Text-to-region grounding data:
______________________________

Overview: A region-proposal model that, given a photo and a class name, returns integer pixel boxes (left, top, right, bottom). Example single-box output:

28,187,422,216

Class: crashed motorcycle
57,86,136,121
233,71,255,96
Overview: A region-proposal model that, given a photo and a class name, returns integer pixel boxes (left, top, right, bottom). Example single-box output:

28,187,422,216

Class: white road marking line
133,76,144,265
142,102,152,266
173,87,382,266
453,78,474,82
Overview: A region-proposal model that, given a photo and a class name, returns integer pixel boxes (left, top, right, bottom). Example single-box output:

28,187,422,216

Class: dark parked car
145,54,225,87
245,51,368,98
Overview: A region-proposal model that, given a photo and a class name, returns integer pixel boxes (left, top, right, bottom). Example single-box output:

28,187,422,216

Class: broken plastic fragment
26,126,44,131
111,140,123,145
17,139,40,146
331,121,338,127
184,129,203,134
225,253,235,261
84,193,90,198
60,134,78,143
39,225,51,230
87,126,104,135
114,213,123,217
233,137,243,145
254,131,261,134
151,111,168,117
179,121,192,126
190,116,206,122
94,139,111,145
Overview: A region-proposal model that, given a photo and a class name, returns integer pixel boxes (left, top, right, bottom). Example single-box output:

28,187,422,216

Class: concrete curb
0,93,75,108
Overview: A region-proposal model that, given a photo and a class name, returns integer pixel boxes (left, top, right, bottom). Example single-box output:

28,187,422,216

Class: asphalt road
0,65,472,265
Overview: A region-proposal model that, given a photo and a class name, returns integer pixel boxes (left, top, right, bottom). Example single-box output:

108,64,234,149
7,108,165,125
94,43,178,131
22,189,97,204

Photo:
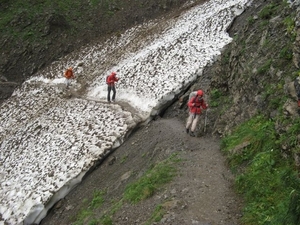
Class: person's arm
107,76,113,84
187,97,195,107
202,100,208,109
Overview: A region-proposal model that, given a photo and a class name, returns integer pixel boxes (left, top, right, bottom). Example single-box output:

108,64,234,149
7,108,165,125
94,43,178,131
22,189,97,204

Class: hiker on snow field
186,90,208,137
294,75,300,113
107,71,119,102
64,67,75,88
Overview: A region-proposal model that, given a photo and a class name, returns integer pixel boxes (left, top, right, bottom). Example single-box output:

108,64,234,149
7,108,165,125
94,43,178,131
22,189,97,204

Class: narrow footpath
41,106,243,225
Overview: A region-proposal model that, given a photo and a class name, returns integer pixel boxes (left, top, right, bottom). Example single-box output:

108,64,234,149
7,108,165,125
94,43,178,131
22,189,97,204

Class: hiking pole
204,109,208,133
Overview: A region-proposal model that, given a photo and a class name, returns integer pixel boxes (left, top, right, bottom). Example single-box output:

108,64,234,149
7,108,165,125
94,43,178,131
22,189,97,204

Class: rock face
196,0,300,136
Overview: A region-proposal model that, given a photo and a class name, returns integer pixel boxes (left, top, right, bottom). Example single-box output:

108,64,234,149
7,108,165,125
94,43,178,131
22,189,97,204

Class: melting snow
0,0,252,224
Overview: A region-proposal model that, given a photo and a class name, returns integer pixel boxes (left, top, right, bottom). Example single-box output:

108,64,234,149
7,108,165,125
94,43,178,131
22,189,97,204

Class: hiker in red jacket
64,67,75,88
107,72,119,102
186,90,208,137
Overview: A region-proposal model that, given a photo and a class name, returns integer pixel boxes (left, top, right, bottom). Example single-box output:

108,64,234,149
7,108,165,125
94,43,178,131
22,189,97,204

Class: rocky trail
40,104,243,225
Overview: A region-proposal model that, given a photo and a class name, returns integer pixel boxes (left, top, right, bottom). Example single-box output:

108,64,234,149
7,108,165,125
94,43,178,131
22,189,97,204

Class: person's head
197,90,204,100
197,90,203,96
111,72,116,76
69,67,73,70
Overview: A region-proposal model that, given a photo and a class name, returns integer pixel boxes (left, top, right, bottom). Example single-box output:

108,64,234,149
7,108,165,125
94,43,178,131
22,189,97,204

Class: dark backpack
106,75,109,84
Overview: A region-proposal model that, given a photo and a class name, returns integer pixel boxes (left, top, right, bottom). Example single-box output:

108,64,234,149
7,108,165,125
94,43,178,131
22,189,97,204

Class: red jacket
187,96,208,114
107,73,119,85
64,68,74,79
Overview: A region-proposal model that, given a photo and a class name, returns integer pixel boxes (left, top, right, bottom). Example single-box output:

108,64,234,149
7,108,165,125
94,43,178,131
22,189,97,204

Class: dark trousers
107,85,116,101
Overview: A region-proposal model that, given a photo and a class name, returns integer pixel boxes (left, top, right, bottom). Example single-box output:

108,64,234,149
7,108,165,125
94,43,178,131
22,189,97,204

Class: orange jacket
64,68,74,79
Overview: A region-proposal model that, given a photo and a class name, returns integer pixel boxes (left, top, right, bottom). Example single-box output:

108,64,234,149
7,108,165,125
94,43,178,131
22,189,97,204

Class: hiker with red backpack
186,90,208,137
64,67,75,88
107,72,119,102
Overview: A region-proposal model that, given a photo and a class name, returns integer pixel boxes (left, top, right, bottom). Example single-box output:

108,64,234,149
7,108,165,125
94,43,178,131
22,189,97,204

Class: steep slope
0,0,205,102
41,0,300,224
1,1,250,224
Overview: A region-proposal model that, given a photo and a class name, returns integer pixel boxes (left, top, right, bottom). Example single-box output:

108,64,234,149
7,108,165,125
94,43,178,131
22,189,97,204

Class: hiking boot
190,132,195,137
186,128,189,134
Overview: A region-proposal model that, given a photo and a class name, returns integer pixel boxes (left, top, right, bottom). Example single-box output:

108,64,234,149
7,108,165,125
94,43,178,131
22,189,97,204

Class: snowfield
0,0,252,224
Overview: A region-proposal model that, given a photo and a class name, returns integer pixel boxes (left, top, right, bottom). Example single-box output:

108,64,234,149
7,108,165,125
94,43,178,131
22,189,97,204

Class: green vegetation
209,88,223,107
0,0,120,43
73,190,105,225
221,116,300,224
258,3,279,20
257,59,272,75
124,153,179,203
279,46,293,60
71,154,180,224
120,154,128,163
283,16,297,41
145,204,165,225
247,16,255,25
215,2,300,223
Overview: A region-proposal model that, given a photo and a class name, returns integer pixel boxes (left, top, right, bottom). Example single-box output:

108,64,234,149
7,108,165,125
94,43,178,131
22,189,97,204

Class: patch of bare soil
40,109,243,225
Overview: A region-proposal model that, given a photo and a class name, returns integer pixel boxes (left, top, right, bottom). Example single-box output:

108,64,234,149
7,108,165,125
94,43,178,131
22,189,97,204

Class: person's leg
65,78,70,88
112,86,116,101
190,114,200,134
107,85,112,102
186,113,193,133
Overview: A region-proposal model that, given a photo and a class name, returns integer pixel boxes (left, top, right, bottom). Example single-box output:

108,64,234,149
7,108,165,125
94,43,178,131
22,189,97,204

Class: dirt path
41,111,243,225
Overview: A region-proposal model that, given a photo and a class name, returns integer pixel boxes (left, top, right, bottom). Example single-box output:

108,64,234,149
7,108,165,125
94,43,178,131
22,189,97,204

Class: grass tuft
124,153,179,203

______________________________

What you should do:
Restating the data word for word is the task, and pictures are to be omitted.

Task answer:
Overview: A region-proposal model that, given a photo and a class name, returns integer pixel boxes (left, top, right, bottom). Example single-box output:

28,187,422,216

Class: crashed motorcycle
57,86,136,121
233,71,255,96
Overview: A region-proposal model that, given a photo and a class name, returns integer pixel boxes (left, top, right, bottom). Example single-box output:

28,187,422,216

Class: white road marking line
133,76,144,265
142,102,152,266
173,87,382,266
453,78,474,82
Overview: A region-proposal model that, given a photo and a class name, returns integer pixel boxes (left, top, right, bottom). Example single-box output:

28,187,422,216

Class: dark parked car
145,54,225,87
245,51,368,98
Overview: A region-proposal model that, given a photo and a class name, returns integer pixel boxes (left, top, right, bottom). Example single-box output:

28,187,422,216

Class: broken plastic fragment
26,126,44,131
111,140,123,145
17,139,40,146
331,121,338,127
184,129,203,134
225,253,235,261
84,193,90,198
60,134,78,143
39,225,51,230
87,126,104,135
114,213,123,217
233,137,243,145
254,131,261,134
151,111,168,117
179,121,192,126
190,116,206,122
94,139,111,145
Overview: A region-proposal model that, given a photo and a class name, returns integer pixel boxes (left, top, right, bottom). Example single-box output:

28,187,422,216

Class: concrete curb
0,93,75,108
Overview: A region-proposal model that, given a photo and a class name, returns integer pixel boxes (left, top, right, bottom). Example single-box output:

28,187,422,216

Class: asphalt road
0,65,472,265
Overview: A region-proposal model that, given a photo and a class name, returns integer pixel boxes (left, top, right, bottom). Example single-box output:

108,64,234,149
7,108,165,125
94,43,178,131
22,189,97,204

Photo:
Class: person's arm
107,76,113,84
187,97,195,107
202,100,208,109
Overview: A region-proposal model that, given a photo and a class name, returns integer pixel boxes (left, top, right, bottom). Example single-box output:

108,64,234,149
7,108,165,125
94,43,178,131
22,189,97,204

Class: hiker on snow field
186,90,208,137
294,75,300,113
107,71,119,102
64,67,75,88
Overview: A region-proposal model that, given a photo and a class name, returns integer pixel boxes (left, top, right, bottom). Example single-box output:

108,64,234,149
7,108,165,125
94,43,178,131
22,189,97,204

Class: narrow footpath
41,106,243,225
Overview: A region-proposal model that, given a photo and a class name, returns integer pixel boxes (left, top, right, bottom). Example single-box output:

108,64,234,149
7,108,165,125
94,43,178,131
22,189,97,204

Class: hiking pole
204,109,208,133
Overview: A region-proposal model that, given a photo and a class name, returns integer pixel boxes (left, top, right, bottom). Example single-box output:

108,64,234,149
7,108,165,125
94,43,178,131
22,189,97,204

Class: rock face
196,0,300,136
Overview: A region-proposal model that, given a photo and a class name, returns integer pixel boxes (left, top, right, bottom). Example single-box output:

108,64,234,149
7,108,165,125
94,43,178,131
22,189,97,204

Class: melting snow
0,0,252,224
Overview: A region-proposal model that, given a photo and a class name, returns integer pixel boxes (left, top, right, bottom). Example single-box output:

108,64,234,149
7,108,165,125
94,43,178,131
22,189,97,204

Class: hiker in red jacket
64,67,75,88
107,72,119,102
186,90,208,137
Overview: A region-proposal model that, given a photo and a class name, returns integer pixel boxes (left, top, right, bottom). Example single-box output:

108,64,234,149
7,108,165,125
94,43,178,131
22,189,97,204

Class: rocky trail
40,104,243,225
Overview: A region-proposal model that, given a photo and a class name, returns integer pixel boxes (left, top, right, bottom). Example single-box output:

108,64,234,149
7,108,165,125
94,43,178,131
22,189,97,204

Class: person's head
197,90,204,100
197,90,203,96
111,72,116,76
69,67,73,70
Overview: A region-proposal model that, given a photo and a class name, returns integer pixel boxes (left, top, right, bottom). Example single-box output:

108,64,234,149
7,108,165,125
94,43,178,131
22,189,97,204

Class: dark backpack
106,75,109,84
Overview: A region-proposal model that, given a photo and a class name, returns integer pixel boxes (left, top, right, bottom). Example single-box output:

108,64,234,149
7,108,165,125
94,43,178,131
22,189,97,204

Class: red jacket
187,96,208,114
107,73,119,85
64,68,74,79
Overview: A region-proposal model that, given a photo and a class name, returns integer pixel boxes (left, top, right, bottom). Example single-box output:

108,64,234,149
7,108,165,125
94,43,178,131
22,189,97,204

Class: dark trousers
107,85,116,101
Overview: A region-proposal model that, given a photo and a class name, returns integer pixel boxes (left, top, right, bottom). Example single-box output:

108,64,234,149
7,108,165,125
94,43,178,131
22,189,97,204

Class: orange jacket
64,68,74,79
Overview: A region-proposal model that, given a photo and a class name, returns integer pixel boxes (left, top, right, bottom). Example single-box output:

108,64,234,149
7,108,165,125
94,43,178,131
22,189,97,204

Class: hiker with red backpack
186,90,208,137
64,67,75,88
107,72,119,102
Overview: A region-proposal model that, given a photo and a class name, returns integer pixel boxes (left, top, right, bottom). Example single-box output:

108,64,234,149
7,108,165,125
94,43,178,131
22,189,97,204

Class: steep slope
0,0,205,102
41,0,300,224
1,1,250,224
Overview: A region-proposal model that, given a photo and a class name, returns integer pixel boxes (left, top, right, bottom). Example single-box output:

108,64,234,149
7,108,165,125
94,43,178,131
22,189,97,204

Class: hiking boot
190,132,195,137
186,128,189,134
Overview: A region-proposal model that, given a photo and a class name, returns integer pixel boxes (left, top, right, bottom). Example single-box output:

108,64,234,149
7,108,165,125
94,43,178,131
22,189,97,204

Class: snowfield
0,0,252,224
Overview: A region-proposal model that, given a photo and a class name, returns integer pixel boxes (left, top, right, bottom). Example single-box output:

108,64,234,149
7,108,165,125
94,43,178,131
22,189,97,204

Class: green vegetation
209,88,223,107
0,0,120,43
73,190,105,225
221,116,300,224
258,3,279,20
257,59,272,75
124,153,179,203
279,46,293,60
71,154,180,224
120,154,128,163
283,16,297,41
145,204,165,225
247,16,255,25
215,2,300,223
Overview: A region-proposal model that, given a photo and a class name, returns integer pixel boxes (left, top, right, bottom). Example single-box output:

108,64,234,149
7,108,165,125
94,43,178,131
22,189,97,204

Class: patch of bare soil
40,109,243,225
Overview: A region-proposal model that, given a photo and a class name, returns integer pixel boxes (left, top, right, bottom). Example single-box output:

108,64,234,149
7,108,165,125
94,43,178,131
22,189,97,204

Class: person's leg
65,78,70,88
112,86,116,101
190,114,200,134
107,85,112,102
186,113,193,133
Overview: A region-proposal model that, given a photo and a class name, returns integer pixel boxes (left, top, right, bottom). Example single-box output:

108,64,234,149
7,108,165,125
94,43,178,131
22,189,97,204

Class: dirt path
41,111,243,225
Overview: A region-proposal model that, given a photo and a class name, returns integer pixel boxes (left, top, right, bottom). Example single-box output:

108,64,234,149
7,108,165,125
94,43,178,131
22,189,97,204

Class: grass tuft
124,153,179,203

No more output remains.